## DESCRIPTION OF THE TASK
Repeat the lines of the material from the line containing "metal carport visible." through the end of the material, with both ends included. Leave the pictures out.

## MATERIALS PROVIDED
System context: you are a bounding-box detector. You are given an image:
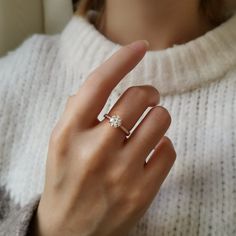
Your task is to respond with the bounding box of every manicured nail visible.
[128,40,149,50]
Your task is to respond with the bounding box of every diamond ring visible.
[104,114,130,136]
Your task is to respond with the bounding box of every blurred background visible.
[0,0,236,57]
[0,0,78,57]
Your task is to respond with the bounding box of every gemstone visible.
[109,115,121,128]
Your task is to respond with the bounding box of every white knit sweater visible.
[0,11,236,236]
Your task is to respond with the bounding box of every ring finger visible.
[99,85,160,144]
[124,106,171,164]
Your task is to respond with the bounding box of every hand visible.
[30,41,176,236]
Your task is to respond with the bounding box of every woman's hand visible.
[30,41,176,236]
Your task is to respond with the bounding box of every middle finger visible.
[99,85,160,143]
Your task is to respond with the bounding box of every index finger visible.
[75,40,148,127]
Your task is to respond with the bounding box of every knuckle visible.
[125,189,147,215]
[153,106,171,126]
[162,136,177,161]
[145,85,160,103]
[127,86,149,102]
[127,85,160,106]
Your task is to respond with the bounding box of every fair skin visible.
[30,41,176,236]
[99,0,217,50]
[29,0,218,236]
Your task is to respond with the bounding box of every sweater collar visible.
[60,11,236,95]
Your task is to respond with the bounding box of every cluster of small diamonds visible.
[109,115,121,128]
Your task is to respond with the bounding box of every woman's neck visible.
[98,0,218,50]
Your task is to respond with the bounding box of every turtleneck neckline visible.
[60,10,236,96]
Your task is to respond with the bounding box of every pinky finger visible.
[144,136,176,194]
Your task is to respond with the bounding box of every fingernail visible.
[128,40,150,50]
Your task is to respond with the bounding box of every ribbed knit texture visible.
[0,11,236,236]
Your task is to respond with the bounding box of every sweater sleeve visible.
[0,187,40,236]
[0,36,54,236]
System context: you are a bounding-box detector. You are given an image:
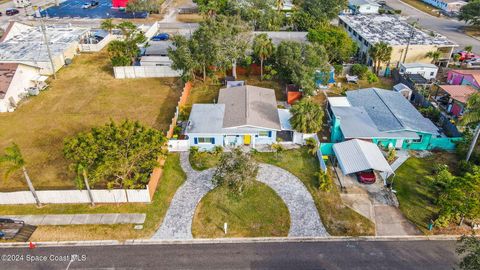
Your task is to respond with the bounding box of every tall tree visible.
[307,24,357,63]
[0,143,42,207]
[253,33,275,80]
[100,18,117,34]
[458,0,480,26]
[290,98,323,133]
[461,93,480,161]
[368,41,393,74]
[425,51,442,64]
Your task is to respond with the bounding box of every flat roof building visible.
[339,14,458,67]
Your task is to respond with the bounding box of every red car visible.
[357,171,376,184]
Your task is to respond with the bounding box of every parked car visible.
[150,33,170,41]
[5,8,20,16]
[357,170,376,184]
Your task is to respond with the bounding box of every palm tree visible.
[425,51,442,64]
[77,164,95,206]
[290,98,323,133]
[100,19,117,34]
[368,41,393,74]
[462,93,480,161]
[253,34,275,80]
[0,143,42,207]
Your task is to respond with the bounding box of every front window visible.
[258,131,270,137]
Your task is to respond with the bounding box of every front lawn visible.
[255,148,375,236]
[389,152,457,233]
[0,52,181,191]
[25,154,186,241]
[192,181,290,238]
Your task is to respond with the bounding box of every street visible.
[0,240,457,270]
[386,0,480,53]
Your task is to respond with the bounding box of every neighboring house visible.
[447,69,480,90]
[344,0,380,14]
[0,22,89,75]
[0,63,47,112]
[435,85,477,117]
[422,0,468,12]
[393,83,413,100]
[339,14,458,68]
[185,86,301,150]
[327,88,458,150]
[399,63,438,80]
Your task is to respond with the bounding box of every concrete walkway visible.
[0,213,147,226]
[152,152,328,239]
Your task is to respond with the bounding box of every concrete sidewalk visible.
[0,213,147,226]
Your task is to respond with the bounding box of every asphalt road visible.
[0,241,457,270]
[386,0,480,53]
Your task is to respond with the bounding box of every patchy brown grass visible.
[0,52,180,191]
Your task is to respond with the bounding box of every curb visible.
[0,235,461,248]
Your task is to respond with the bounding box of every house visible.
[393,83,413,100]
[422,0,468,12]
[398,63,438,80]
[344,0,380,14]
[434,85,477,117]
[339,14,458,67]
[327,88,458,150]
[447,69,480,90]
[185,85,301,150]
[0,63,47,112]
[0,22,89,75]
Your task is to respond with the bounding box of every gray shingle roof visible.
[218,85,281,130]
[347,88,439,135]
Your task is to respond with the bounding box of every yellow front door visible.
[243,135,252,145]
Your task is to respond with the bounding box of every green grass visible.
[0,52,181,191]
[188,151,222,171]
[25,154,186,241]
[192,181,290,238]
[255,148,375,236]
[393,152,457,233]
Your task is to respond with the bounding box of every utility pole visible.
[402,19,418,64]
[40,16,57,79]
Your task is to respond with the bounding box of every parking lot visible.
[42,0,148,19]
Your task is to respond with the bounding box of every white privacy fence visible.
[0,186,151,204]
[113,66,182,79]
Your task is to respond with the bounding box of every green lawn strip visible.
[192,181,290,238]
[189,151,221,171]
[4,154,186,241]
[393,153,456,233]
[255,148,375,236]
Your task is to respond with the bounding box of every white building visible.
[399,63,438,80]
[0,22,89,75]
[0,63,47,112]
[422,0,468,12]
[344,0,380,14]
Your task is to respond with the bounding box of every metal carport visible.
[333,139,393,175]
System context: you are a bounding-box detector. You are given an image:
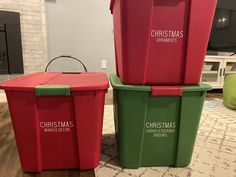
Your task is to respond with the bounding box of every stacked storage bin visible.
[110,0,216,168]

## EXERCISE OUTPUT
Your task is to respond with the bounding box of every metal carport visible.
[333,139,393,175]
System context: you are a bounding-box detector. You are given an image:
Your task is to respond with the bounding box of every stacked storage bin visible.
[110,0,216,168]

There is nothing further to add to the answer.